→ **What the task asks**
Answer these questions using the aquarium oxygen text below.
1. Which two fish does the text name as leading in waste production?
2. By what method does the text say water is oxygenated?
3. What advantage do natural bodies of water have over aquariums?

→ **Provided text**
--- START ---

How is water oxygenated?

Freshwater fish create more waste than tropical fish with goldfish and Koi in the lead. The more waste fish produce, the greater the levels of Co2. Carbon dioxide is a gas created from waste. It takes up space, pushing oxygen out of the water. If you keep freshwater fish, and your aquarium is enclosed, the water may be low in oxygen. The same may be true of aquariums overstocked with tropical fish

Natural bodies of water have an advantage over our aquariums; that being a massive amount of surface space. Water is oxygenated by method of diffusion. Surface movement pulls Co2 from the depths as oxygen is pulled from the air above. In order for the event to occur, the water must be clear. Enclosed aquariums are at a disadvantage

We use filters in our aquariums and ponds as taught by the industry, but what are we filtering?

--- END ---

→ **Saved data entries**
--- START ---

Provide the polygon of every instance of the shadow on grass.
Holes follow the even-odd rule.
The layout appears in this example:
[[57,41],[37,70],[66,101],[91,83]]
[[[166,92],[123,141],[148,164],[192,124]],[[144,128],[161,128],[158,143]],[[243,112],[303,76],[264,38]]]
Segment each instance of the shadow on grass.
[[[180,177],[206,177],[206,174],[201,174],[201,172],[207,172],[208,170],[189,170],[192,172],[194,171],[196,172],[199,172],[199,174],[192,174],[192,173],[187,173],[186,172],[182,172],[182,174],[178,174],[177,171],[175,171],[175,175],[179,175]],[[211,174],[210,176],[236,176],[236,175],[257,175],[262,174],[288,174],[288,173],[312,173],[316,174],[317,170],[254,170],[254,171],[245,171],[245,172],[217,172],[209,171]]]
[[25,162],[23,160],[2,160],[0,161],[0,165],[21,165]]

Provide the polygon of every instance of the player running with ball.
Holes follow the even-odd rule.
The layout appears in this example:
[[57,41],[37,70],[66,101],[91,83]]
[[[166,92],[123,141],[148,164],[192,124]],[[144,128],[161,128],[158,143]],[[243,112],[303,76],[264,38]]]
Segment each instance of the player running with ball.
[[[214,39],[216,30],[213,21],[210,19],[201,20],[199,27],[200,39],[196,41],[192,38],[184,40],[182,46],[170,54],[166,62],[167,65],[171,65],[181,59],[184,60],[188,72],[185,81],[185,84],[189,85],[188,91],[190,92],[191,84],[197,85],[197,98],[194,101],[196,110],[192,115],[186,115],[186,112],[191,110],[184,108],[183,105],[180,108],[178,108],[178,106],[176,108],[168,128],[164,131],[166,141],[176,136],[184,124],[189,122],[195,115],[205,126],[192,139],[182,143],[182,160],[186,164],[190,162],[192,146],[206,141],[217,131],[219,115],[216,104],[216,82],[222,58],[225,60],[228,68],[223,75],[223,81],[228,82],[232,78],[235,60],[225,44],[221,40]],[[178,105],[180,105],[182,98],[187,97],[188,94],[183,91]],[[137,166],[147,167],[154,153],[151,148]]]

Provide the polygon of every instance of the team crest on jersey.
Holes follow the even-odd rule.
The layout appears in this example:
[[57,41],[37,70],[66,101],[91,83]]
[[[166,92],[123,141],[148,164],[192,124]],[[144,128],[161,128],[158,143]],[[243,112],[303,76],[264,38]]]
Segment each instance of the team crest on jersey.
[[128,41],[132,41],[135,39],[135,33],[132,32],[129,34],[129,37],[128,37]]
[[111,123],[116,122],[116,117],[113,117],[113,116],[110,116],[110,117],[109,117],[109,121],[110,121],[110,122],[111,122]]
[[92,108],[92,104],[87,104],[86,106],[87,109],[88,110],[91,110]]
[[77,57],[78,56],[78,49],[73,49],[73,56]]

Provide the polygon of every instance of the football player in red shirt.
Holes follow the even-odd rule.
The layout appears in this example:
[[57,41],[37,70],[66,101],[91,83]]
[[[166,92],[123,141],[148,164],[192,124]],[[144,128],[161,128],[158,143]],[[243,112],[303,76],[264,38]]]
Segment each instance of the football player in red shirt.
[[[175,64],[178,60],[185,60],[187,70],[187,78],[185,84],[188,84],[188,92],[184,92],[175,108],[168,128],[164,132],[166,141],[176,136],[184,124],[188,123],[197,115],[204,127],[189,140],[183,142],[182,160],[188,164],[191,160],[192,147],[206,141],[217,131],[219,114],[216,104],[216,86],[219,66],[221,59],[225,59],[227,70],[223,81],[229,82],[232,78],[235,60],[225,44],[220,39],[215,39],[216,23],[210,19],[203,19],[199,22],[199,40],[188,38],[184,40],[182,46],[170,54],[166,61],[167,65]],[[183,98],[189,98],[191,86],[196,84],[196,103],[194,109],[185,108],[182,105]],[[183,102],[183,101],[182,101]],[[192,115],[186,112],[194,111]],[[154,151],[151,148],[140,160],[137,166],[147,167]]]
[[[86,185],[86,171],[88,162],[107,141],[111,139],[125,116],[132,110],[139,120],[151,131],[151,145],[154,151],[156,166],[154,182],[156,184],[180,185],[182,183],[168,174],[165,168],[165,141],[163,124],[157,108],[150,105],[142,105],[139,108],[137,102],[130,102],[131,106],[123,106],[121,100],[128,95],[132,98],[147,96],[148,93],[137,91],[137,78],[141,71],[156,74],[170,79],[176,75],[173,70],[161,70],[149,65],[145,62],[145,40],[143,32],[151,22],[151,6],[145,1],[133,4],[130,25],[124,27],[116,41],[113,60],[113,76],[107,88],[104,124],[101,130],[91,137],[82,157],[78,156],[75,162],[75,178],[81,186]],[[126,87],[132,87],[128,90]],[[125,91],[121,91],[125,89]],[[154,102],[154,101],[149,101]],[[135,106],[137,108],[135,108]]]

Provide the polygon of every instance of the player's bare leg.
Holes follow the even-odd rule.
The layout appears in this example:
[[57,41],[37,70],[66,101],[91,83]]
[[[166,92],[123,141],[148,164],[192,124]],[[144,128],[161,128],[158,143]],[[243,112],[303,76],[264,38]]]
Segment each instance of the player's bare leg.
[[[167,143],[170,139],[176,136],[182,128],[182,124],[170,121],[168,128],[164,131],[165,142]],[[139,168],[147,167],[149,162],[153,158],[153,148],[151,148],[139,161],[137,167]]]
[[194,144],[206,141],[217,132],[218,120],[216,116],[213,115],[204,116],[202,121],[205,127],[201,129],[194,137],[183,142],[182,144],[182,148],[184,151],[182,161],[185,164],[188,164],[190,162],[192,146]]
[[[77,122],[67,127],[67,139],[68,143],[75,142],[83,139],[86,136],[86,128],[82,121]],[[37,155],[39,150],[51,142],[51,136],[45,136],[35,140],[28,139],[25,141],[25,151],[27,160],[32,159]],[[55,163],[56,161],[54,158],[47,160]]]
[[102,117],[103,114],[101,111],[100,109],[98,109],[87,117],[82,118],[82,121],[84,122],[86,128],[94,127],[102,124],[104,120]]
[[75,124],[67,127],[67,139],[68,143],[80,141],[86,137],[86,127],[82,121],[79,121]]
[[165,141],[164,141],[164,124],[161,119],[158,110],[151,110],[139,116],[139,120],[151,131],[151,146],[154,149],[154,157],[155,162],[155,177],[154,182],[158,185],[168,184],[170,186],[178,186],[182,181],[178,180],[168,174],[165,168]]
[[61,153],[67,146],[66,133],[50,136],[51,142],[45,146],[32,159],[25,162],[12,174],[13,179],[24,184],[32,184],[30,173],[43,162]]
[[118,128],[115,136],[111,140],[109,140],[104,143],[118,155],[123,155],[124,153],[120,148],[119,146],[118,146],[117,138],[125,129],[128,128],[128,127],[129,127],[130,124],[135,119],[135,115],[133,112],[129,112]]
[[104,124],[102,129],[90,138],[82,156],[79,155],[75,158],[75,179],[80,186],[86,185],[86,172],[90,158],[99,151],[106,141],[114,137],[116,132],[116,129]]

--- END ---

→ **Exercise result**
1. Goldfish and Koi.
2. Diffusion.
3. A massive amount of surface space.